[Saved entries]
- Opening Delimiter -

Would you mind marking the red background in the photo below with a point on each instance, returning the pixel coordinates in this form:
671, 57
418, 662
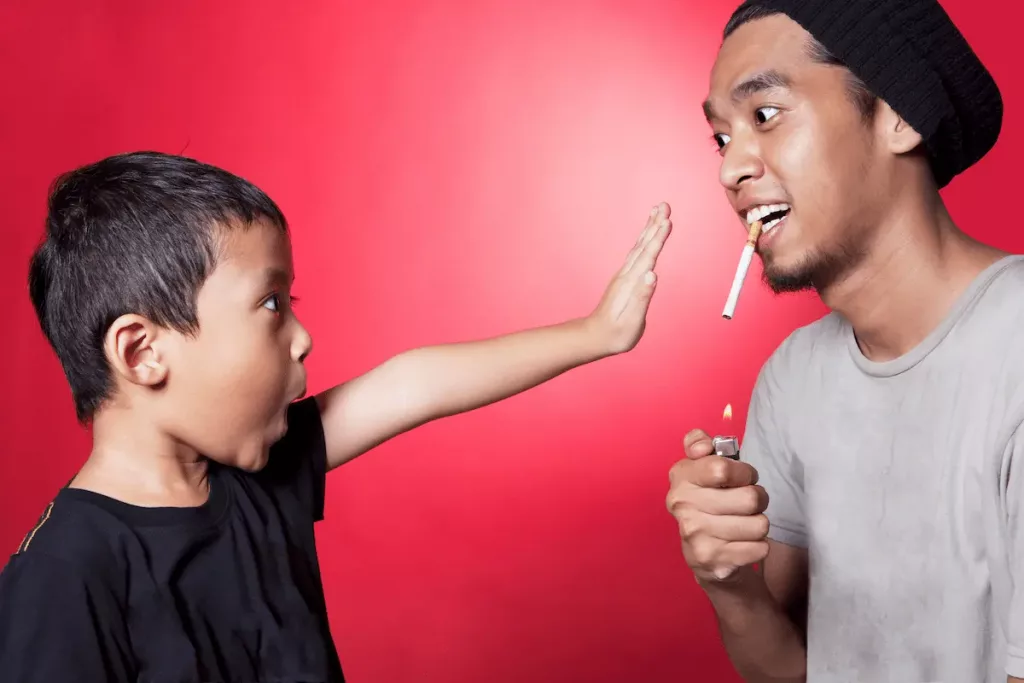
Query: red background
452, 170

- Closing Delimiter -

• _Prompt_
Exclude images. Return the data above verbatim.

• _Answer area_
Would you mind marking the red background in the photo below with a point on each instance, returning the pixel coordinates in this form:
671, 57
418, 662
Query: red background
452, 170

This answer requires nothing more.